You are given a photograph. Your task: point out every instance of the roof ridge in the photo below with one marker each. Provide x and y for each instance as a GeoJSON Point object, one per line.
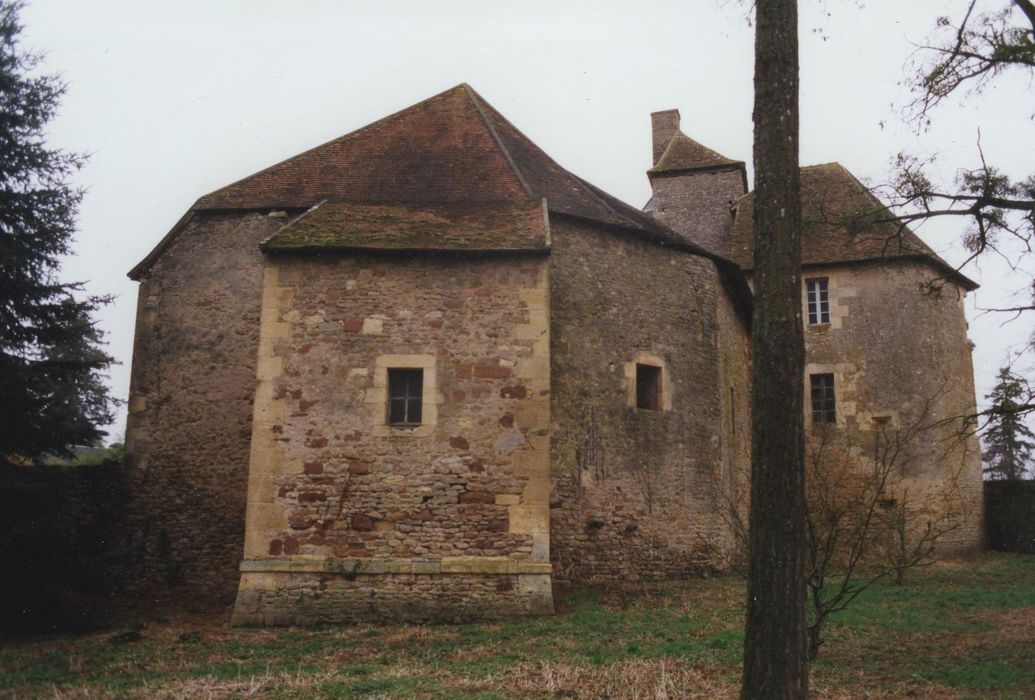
{"type": "Point", "coordinates": [674, 144]}
{"type": "Point", "coordinates": [583, 184]}
{"type": "Point", "coordinates": [331, 141]}
{"type": "Point", "coordinates": [477, 101]}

━━━

- _Aim of the task_
Please retype every one of the lines above word for word, leaving the picture out.

- _Answer below_
You are given a photograph. Your task: point out every instance of the roof ridge in the photo below with one marker each. Provide x and y for each instance as a GeoJSON Point object, one per line.
{"type": "Point", "coordinates": [674, 144]}
{"type": "Point", "coordinates": [583, 184]}
{"type": "Point", "coordinates": [331, 141]}
{"type": "Point", "coordinates": [477, 101]}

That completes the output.